◆ WORK ORDER: From the data below, copy each line that includes the word "output".

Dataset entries

^^^^^^^^^^^^^^^^

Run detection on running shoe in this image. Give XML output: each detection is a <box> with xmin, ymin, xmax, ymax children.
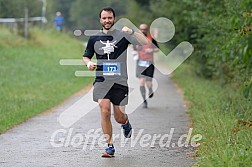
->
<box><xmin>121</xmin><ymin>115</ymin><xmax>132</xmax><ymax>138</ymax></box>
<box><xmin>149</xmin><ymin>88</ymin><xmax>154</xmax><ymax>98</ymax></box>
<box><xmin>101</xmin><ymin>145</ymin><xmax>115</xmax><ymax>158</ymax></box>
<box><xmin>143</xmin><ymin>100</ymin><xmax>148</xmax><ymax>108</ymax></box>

^^^^^^^^^^^^^^^^

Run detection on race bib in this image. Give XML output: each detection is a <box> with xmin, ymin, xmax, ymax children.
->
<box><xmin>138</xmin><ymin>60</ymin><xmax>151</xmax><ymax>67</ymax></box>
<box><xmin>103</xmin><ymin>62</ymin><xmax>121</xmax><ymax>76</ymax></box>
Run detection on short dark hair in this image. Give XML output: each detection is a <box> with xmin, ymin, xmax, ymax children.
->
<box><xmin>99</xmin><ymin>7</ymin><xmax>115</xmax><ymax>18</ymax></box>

^^^^^^^^^^^^^^^^

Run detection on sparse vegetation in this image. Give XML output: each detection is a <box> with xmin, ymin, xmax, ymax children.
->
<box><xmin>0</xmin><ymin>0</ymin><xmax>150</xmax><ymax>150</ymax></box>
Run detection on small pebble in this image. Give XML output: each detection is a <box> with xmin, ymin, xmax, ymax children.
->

^^^^^^^^^^^^^^^^

◆ WRITTEN SOLUTION:
Run detection on running shoe in this image. Give XML output: each detection is a <box> with xmin, ymin, xmax, ymax children.
Run detection on race bib in this image. Give XML output: each detection is a <box> with xmin, ymin, xmax, ymax children.
Run detection on short dark hair in this image. Give XML output: each detection is a <box> with xmin, ymin, xmax, ymax children.
Run detection on sparse vegetation in this image. Give XML output: each detection is a <box> with xmin, ymin, xmax, ymax children.
Run detection on small pebble in this image. Give XML output: each detection is a <box> with xmin, ymin, xmax, ymax children.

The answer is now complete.